Directions for this task: Reproduce the rows below in full, swapping each occurrence of "Target" for "Category" and leaving every other character untouched.

Raw data:
....
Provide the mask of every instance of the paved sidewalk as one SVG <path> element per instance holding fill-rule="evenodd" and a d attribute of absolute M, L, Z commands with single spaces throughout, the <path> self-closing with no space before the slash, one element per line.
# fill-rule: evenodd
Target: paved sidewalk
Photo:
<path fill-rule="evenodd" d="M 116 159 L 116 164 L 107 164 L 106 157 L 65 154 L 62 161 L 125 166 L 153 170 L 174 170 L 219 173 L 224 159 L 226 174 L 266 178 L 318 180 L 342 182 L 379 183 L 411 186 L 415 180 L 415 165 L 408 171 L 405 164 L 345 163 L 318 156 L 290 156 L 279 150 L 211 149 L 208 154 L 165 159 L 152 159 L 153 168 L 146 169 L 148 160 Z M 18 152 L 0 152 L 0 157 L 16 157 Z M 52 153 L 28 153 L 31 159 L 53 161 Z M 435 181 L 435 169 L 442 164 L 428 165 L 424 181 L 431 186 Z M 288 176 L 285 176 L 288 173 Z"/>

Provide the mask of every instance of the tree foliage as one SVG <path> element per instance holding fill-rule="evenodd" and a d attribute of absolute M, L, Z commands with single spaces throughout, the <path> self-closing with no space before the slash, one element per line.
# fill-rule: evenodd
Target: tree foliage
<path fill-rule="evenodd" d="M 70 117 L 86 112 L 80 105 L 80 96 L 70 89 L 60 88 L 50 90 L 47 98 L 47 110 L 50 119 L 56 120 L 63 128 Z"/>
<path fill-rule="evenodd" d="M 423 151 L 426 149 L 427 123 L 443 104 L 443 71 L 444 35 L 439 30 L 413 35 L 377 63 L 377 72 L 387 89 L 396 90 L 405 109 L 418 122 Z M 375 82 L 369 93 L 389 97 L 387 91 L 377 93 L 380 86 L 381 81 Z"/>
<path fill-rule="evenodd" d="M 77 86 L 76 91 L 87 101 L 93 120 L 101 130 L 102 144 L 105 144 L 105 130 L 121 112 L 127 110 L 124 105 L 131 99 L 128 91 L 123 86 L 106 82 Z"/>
....
Final answer:
Provide the mask of every instance of the paved sidewalk as one SVG <path> element per instance holding fill-rule="evenodd" and a d attribute of absolute M, L, Z commands with single spaces throughout, the <path> self-closing with no space before the slash, one element per line.
# fill-rule: evenodd
Category: paved sidewalk
Photo:
<path fill-rule="evenodd" d="M 116 159 L 116 164 L 107 164 L 106 157 L 65 154 L 62 161 L 125 166 L 153 170 L 174 170 L 219 173 L 224 159 L 226 174 L 266 178 L 318 180 L 342 182 L 379 183 L 411 186 L 415 180 L 415 165 L 408 171 L 405 164 L 345 163 L 318 156 L 290 156 L 279 150 L 211 149 L 208 154 L 165 159 L 152 159 L 153 168 L 146 169 L 148 160 Z M 18 152 L 0 152 L 0 157 L 16 157 Z M 52 153 L 28 153 L 31 159 L 53 161 Z M 435 181 L 435 169 L 442 164 L 428 165 L 424 181 L 431 186 Z M 288 176 L 285 176 L 288 173 Z"/>

Provide the mask of every instance of the tree foliage as one SVG <path> element per instance holding fill-rule="evenodd" and a d attribute of absolute M, L, Z commands with single spaces throughout, the <path> self-closing with no space before the slash, one element per line.
# fill-rule: evenodd
Category: tree foliage
<path fill-rule="evenodd" d="M 70 117 L 86 112 L 80 105 L 80 96 L 70 89 L 60 88 L 50 90 L 47 98 L 47 110 L 50 119 L 56 120 L 63 128 Z"/>
<path fill-rule="evenodd" d="M 423 151 L 426 149 L 427 123 L 443 104 L 443 71 L 444 35 L 439 30 L 413 35 L 377 63 L 377 72 L 387 89 L 396 90 L 405 109 L 418 122 Z M 375 82 L 369 93 L 389 97 L 387 91 L 377 93 L 380 86 L 381 81 Z"/>
<path fill-rule="evenodd" d="M 77 86 L 76 91 L 87 101 L 93 120 L 101 130 L 102 144 L 105 144 L 105 130 L 121 112 L 127 110 L 124 105 L 131 99 L 128 91 L 123 86 L 106 82 Z"/>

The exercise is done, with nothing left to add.